● **THE EXERCISE**
Pull out each line of the entries below that contains the word "coat".

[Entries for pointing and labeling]
>> START

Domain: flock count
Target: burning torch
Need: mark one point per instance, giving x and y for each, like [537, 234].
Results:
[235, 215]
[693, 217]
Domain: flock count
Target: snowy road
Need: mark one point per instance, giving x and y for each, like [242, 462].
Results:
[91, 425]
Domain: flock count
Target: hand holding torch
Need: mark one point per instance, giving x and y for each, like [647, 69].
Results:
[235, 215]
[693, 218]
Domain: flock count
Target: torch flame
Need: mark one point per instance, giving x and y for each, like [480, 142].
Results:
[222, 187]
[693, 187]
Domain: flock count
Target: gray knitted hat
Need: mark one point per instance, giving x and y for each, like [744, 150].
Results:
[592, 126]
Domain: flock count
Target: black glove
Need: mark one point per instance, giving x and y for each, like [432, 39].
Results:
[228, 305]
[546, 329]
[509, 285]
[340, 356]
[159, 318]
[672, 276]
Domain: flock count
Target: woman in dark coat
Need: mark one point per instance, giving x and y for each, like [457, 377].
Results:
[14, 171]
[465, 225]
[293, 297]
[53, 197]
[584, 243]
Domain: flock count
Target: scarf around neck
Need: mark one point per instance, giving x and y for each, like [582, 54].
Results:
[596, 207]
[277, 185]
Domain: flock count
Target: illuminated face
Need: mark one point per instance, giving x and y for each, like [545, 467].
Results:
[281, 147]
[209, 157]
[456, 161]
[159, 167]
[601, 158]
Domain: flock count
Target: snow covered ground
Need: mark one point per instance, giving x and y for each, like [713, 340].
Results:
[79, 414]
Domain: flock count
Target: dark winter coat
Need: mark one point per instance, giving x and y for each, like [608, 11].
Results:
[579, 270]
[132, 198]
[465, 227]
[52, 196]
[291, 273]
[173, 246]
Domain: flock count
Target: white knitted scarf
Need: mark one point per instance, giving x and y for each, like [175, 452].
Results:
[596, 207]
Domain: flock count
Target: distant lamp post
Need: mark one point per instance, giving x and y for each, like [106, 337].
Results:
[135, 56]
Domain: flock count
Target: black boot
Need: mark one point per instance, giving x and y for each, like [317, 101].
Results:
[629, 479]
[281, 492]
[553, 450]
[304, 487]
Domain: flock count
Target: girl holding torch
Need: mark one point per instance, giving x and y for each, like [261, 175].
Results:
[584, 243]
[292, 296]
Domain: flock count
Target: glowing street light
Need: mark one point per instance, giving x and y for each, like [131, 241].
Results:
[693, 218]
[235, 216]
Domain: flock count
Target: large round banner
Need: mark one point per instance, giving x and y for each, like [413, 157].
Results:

>> END

● **COMPLETED TASK**
Target: woman in dark coat
Target: dark winter coat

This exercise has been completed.